ÉNONCÉ 1
Recopiez à l'identique toutes les lignes du listing d'annotations d'images, sans reproduire l'image.

EXTRAIT DU DOCUMENT
:::
F-S : A ce poste, tu pouvais demander l’armement et matériel que tu désirais ? des formations avec d’autres services  ?
V. G: J’ai d’abord été « simple » tireur, puis j’ai commencé à avoir des responsabilités sur des mises en place réelles ou des missions d’appui en Protection sur le Président ou des personnalités étrangères.
Je suis passé ensuite n°2, puis n°1 lorsque Serge E. est parti à l’école des Commissaires de Police.
Cette période se passait avant la LOLF et le RAID pouvait choisir pratiquement ce qu’il voulait en matière de matériel ou d’armement, à condition de le justifier par un écrit.
Seul comptaient l’efficacité et les résultats obtenus.

F-S : As-tu été sollicité pour la création de l’Ultima Ratio ?
V. G: J’ai eu la chance de participer activement aux recherches et essais balistiques divers ayant conduit à l’adoption du PGM « Ultima Ratio ».
Ce fut un travail collégial passionnant qui a révolutionné le tir de précision au sein des groupes d’intervention de la Police et de l’Armée de notre pays.
 

F-S : Quelles ont été les missions qui t’ont le plus marquées ?
V.G : Certaines missions, comme les traques successives de nombreux « numéro 1 » de l’E.T.A. ont été des aventures passionnantes, riches en émotions et en souvenirs.
J’ai aussi en mémoire une intervention sur un forcené, une nuit de réveillon du premier de l’an pendant laquelle nous furent accueillis par de nombreuses balles « Brenneke » qui perçaient méthodiquement la porte en créant des rayons de lumière aussi élégants qu’inquiétants.
:::
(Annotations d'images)

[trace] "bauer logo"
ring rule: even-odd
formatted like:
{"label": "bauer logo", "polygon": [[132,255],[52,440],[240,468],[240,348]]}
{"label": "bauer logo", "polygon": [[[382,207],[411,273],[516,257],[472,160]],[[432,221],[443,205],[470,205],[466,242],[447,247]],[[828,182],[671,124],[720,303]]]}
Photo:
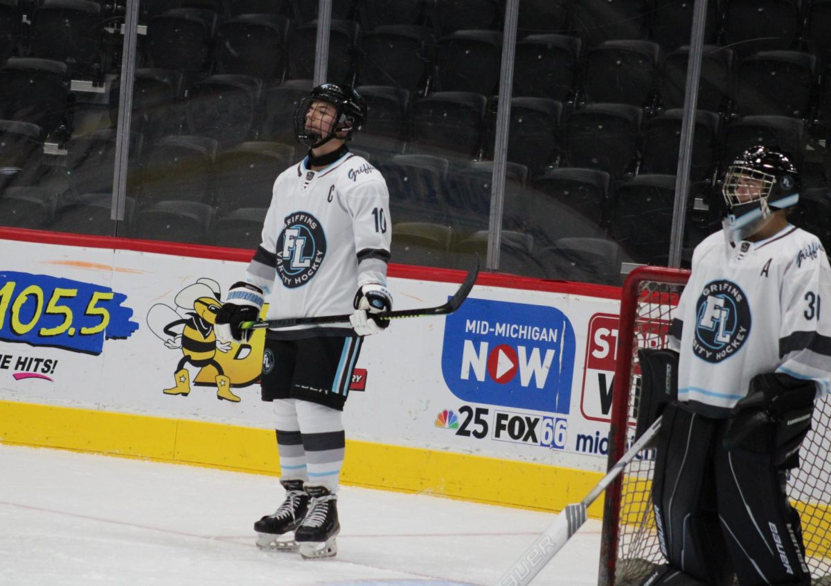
:::
ÉNONCÉ 2
Répondez à ces questions sur l'entretien :
(a) À quel poste V. G est-il passé lorsque Serge E. est parti à l'école des Commissaires de Police ?
(b) Quel matériel a été adopté à l'issue des recherches et essais balistiques ?
(c) Pendant quelle nuit a eu lieu l'intervention sur un forcené ?

RÉPONSE COMPLÈTE 1
[trace] "bauer logo"
ring rule: even-odd
formatted like:
{"label": "bauer logo", "polygon": [[132,255],[52,440],[240,468],[240,348]]}
{"label": "bauer logo", "polygon": [[[382,207],[411,273],[516,257],[472,160]],[[432,221],[443,205],[470,205],[466,242],[447,247]],[[828,182],[671,124],[720,303]]]}
Photo:

RÉPONSE COMPLÈTE 2
(a) Le poste de n°1.
(b) Le PGM « Ultima Ratio ».
(c) Une nuit de réveillon du premier de l'an.